Relevez, dans l'extrait choisi ci-dessous, toutes les expressions qui disent ce qu'était en réalité le système corporatif.

◆ **Extrait choisi**
__________

Nous le demandons maintenant aux hommes de bonne foi qui se placent sagement en dehors de la solidarité des écoles ou des partis, véritable esclavage de l’intelligence : peut-on sans injustice contester que depuis un demi-siècle le travail national ait fait de notables progrès, que la condition des classes laborieuses se soit sensiblement améliorée ? Ce système corporatif, que des novateurs rétrogrades s’obstinent encore à nous montrer, sous des noms nouveaux, comme la terre promise de l’industrie, qu’était-il autre chose, en réalité, que la concurrence collective, l’antagonisme des castes poussé à ses dernières limites, la consécration du monopole, la tyrannie la plus absolue des intérêts égoïstes ? Seul au milieu de ce chaos et de cette barbarie, le christianisme fait briller l’impérissable lumière de sa morale et de sa charité ; mais le bien que produit la loi religieuse est comme anéanti par la loi civile, et cependant, malgré cette leçon du passé, on réclame encore aujourd’hui la réglementation systématique du travail, comme si, en un semblable sujet, l’application d’un système était autre chose que le despotisme, comme si l’activité humaine, en ce qu’elle a de légitime et de moral, pouvait être réglementée sans être anéantie. C’est en vain d’ailleurs que la révolution de 89 a fait disparaître les castes et rétabli l’égalité des droits ; du moment où l’on veut pour l’état la direction souveraine, l’absorption des forces individuelles, il n’y a pas de moyen terme entre la liberté d’une part, la tyrannie et le communisme de l’autre. On a beau discuter, on ne réfute pas la logique des faits : c’est par la liberté que se sont accomplis dans le passé le progrès industriel et l’amélioration du sort des classes laborieuses ; c’est par elle que ce progrès, cette amélioration, s’accompliront encore dans l’avenir.


CHARLES LOUANDRE.

  1. Cours d’Économie industrielle, 1839, p. 116.

__________

◆ **Données recueillies**
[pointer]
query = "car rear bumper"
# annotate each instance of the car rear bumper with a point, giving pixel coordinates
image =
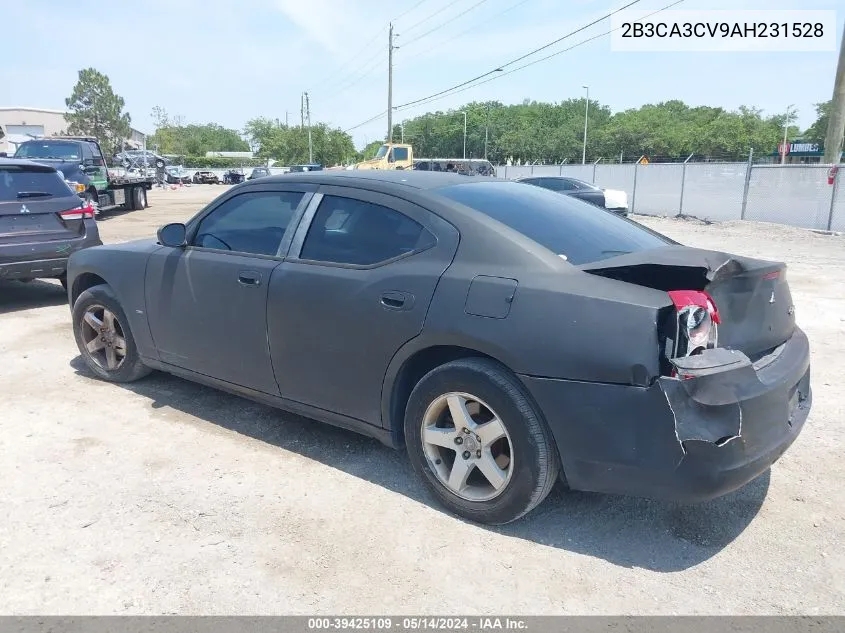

__________

◆ **Problème résolu**
- la concurrence collective
- l'antagonisme des castes poussé à ses dernières limites
- la consécration du monopole
- la tyrannie la plus absolue des intérêts égoïstes